## TÂCHE COURTE A
Recopiez sans rien changer le passage de l'extrait sur le projet de réseau social de Meta qui commence aux mots « De son côté, dès » et s'arrête après « réseaux sociaux ? ».

De son côté, dès les premiers déboires de Twitter sous Elon Musk, Mark Zuckerberg a fait le pari de son déclin. Il a lancé chez Meta le projet de construire un nouveau Twitter, c'est-à-dire un réseau social basé sur le texte, à la différence près qu'il sera décentralisé. Selon le site Platformer, cette future appli serait accessible grâce aux identifiants Instagram et interopérable avec les autres réseaux du même type, tels que Mastodon. Dans un tacle direct à Elon Musk, Mark Zuckerberg a déclaré que cette future appli sera « dirigée de manière saine ». Ce qui a engendré ce commentaire lapidaire du patron de l'oiseau bleu : « Je suis sûr que la Terre s'impatiente d'être exclusivement sous la coupe de Zuckerberg, avec aucune autre option ».

La bataille des futurs seconds couteaux des réseaux sociaux ?

## TÂCHE COURTE B
Rassemblez, en les recopiant, toutes les lignes des enregistrements où figure la chaîne « green ».

## ENREGISTREMENTS FOURNIS
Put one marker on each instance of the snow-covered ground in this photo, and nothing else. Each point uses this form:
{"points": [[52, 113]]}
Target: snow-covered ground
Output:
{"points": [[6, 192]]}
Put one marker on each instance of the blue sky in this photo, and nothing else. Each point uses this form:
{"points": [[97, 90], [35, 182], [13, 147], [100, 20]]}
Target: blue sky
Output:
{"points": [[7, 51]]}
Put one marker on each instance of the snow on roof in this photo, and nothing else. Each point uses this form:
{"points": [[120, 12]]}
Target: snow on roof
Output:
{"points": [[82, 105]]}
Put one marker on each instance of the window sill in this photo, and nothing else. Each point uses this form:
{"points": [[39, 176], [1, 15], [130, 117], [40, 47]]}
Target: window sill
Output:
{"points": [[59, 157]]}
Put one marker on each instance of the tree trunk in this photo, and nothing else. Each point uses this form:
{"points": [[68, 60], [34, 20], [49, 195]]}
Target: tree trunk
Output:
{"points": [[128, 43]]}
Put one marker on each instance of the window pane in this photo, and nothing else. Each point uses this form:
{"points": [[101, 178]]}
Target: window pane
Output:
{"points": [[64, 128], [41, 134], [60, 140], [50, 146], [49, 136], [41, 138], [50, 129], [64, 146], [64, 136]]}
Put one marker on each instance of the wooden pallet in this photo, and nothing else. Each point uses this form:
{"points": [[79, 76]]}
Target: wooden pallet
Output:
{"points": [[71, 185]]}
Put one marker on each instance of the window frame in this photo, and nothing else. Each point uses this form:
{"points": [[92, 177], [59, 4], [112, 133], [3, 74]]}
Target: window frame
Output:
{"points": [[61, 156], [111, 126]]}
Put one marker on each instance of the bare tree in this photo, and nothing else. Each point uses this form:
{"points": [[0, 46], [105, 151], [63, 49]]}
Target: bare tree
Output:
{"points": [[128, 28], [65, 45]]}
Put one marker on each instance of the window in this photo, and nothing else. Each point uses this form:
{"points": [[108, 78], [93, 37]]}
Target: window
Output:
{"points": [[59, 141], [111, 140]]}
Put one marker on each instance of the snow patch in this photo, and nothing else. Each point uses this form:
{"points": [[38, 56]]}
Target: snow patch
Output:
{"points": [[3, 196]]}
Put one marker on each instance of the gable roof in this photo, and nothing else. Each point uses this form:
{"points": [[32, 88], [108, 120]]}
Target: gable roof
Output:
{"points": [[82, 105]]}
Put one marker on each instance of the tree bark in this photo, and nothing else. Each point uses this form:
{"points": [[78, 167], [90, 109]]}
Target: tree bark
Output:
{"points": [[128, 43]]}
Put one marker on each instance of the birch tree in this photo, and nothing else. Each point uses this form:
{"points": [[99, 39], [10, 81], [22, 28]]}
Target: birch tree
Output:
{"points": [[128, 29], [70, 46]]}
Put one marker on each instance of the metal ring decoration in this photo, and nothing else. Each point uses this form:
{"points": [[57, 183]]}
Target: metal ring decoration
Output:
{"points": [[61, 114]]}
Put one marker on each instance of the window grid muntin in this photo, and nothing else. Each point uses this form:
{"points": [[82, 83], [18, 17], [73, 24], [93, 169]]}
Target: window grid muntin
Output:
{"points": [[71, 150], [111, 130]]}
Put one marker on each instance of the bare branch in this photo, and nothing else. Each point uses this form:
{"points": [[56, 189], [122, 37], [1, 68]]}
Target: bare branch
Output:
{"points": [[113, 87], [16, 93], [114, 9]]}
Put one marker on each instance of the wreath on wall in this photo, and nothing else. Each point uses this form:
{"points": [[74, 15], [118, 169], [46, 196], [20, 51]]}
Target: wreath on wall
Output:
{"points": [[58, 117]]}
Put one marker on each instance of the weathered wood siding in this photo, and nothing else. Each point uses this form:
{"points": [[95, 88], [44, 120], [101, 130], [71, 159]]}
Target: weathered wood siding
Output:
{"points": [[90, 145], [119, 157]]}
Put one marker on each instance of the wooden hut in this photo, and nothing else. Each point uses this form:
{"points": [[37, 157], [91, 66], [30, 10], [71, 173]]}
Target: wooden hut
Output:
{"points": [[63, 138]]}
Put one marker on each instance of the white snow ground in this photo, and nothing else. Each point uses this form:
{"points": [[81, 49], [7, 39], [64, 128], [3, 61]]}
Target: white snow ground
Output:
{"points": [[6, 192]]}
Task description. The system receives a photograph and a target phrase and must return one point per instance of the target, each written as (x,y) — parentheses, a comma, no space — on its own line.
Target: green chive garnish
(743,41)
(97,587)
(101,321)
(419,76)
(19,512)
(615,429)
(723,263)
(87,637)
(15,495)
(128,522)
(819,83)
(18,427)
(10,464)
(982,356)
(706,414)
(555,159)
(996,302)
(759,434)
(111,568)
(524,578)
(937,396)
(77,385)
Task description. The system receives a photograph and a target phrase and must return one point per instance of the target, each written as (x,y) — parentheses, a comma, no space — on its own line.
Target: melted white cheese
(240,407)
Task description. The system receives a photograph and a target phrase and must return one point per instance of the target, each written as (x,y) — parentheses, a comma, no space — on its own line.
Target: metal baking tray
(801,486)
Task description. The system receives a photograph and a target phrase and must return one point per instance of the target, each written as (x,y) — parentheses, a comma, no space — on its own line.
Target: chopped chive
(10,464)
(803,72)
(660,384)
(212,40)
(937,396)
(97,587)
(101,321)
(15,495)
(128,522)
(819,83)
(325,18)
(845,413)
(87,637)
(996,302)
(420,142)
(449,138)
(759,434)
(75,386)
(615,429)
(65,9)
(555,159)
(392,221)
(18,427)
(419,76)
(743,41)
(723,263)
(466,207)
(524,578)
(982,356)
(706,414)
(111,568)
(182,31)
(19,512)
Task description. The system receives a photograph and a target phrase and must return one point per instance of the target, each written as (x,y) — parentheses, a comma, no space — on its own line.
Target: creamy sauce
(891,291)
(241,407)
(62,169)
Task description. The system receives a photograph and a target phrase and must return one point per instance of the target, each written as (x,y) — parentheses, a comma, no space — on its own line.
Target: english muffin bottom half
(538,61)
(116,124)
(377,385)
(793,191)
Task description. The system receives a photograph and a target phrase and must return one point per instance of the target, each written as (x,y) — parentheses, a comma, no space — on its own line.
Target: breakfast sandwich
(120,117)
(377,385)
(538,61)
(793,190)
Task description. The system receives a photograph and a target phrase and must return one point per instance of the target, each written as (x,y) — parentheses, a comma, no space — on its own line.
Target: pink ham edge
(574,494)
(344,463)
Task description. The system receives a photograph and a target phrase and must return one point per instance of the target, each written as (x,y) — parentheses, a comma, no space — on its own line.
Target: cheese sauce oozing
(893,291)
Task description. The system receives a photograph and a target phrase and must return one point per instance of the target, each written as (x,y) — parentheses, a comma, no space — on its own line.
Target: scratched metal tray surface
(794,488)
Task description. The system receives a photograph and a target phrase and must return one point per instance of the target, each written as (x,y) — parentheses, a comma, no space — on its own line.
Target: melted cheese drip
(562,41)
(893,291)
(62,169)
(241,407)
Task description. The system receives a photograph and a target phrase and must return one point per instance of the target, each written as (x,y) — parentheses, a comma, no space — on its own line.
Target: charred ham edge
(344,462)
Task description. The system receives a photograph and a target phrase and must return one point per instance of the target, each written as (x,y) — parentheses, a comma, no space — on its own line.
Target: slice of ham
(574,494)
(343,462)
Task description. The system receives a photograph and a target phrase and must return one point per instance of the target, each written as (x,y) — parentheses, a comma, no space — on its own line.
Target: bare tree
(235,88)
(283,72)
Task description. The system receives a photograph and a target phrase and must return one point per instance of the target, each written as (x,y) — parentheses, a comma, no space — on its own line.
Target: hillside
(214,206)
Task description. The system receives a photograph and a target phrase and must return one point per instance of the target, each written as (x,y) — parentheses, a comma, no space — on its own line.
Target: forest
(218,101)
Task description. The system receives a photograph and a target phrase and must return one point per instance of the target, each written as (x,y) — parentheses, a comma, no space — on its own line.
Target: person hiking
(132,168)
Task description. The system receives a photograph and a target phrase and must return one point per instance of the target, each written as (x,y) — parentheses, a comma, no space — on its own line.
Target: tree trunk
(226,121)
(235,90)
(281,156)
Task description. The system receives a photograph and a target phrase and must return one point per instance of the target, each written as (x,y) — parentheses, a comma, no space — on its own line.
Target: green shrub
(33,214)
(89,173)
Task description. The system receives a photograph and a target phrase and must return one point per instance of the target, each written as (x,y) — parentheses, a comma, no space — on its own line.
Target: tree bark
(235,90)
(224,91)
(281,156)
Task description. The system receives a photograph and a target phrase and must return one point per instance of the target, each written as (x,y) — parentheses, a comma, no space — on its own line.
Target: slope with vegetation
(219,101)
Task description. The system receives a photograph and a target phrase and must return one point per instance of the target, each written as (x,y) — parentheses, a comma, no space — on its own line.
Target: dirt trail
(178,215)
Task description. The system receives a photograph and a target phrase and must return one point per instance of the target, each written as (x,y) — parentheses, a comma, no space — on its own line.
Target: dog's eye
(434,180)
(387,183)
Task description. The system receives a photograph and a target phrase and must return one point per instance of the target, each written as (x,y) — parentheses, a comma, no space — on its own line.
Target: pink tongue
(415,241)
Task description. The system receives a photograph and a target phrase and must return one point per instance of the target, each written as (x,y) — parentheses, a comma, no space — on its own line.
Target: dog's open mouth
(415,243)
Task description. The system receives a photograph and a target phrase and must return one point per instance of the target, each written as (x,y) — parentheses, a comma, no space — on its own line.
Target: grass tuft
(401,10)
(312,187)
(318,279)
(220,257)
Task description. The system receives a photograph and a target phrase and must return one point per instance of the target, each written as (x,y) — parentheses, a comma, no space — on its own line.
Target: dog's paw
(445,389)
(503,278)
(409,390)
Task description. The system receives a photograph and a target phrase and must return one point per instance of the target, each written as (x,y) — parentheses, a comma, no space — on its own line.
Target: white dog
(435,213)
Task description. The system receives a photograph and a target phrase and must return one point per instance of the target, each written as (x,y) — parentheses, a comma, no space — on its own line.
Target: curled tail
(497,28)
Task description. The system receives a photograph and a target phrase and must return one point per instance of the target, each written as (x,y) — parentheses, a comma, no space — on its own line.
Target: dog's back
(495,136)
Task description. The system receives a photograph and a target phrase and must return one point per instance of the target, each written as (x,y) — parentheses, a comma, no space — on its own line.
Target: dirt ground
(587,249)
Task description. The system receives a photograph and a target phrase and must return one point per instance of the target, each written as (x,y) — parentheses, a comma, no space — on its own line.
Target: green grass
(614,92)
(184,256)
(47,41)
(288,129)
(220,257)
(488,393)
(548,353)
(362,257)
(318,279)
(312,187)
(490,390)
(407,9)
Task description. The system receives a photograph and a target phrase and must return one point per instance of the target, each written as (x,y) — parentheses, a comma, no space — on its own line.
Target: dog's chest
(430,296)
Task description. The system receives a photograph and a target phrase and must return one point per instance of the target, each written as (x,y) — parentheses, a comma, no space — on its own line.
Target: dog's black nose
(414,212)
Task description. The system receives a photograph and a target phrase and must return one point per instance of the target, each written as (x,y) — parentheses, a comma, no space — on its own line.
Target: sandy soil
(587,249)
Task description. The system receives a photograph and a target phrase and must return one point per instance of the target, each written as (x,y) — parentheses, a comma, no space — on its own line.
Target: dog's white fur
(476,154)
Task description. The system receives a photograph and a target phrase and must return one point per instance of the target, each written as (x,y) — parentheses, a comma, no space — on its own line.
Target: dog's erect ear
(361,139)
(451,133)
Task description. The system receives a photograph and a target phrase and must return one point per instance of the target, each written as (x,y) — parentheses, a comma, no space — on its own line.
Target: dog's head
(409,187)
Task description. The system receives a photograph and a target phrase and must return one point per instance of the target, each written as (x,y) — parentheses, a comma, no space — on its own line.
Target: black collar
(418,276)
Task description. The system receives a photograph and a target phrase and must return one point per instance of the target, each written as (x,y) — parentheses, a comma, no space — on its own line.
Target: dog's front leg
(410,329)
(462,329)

## RÉPONSE ATTENDUE A
De son côté, dès les premiers déboires de Twitter sous Elon Musk, Mark Zuckerberg a fait le pari de son déclin. Il a lancé chez Meta le projet de construire un nouveau Twitter, c'est-à-dire un réseau social basé sur le texte, à la différence près qu'il sera décentralisé. Selon le site Platformer, cette future appli serait accessible grâce aux identifiants Instagram et interopérable avec les autres réseaux du même type, tels que Mastodon. Dans un tacle direct à Elon Musk, Mark Zuckerberg a déclaré que cette future appli sera « dirigée de manière saine ». Ce qui a engendré ce commentaire lapidaire du patron de l'oiseau bleu : « Je suis sûr que la Terre s'impatiente d'être exclusivement sous la coupe de Zuckerberg, avec aucune autre option ».

La bataille des futurs seconds couteaux des réseaux sociaux ?

## RÉPONSE ATTENDUE B
Target: green chive garnish
Target: green shrub
Target: green grass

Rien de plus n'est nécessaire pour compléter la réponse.